Input for this task:
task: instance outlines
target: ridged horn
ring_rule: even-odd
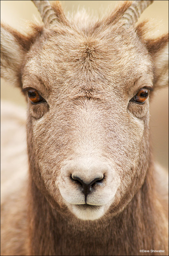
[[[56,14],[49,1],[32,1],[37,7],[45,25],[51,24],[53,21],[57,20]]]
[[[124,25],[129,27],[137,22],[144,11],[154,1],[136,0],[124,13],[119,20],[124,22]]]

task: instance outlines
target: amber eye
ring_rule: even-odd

* * *

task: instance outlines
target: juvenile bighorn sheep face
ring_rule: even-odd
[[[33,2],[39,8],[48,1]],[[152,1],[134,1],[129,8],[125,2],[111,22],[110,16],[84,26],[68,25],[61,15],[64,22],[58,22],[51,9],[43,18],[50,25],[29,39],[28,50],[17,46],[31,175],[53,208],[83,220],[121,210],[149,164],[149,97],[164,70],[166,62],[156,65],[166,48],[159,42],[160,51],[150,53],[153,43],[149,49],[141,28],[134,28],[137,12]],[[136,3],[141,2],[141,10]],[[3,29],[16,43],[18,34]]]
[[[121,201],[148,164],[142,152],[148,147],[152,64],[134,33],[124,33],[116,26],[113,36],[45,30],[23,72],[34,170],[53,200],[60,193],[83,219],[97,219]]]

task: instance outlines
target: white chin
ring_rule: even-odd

Exercise: Return every line of the items that contains the string "target", matching case exactly.

Complete output:
target: ridged horn
target: amber eye
target: juvenile bighorn sheep face
target: white chin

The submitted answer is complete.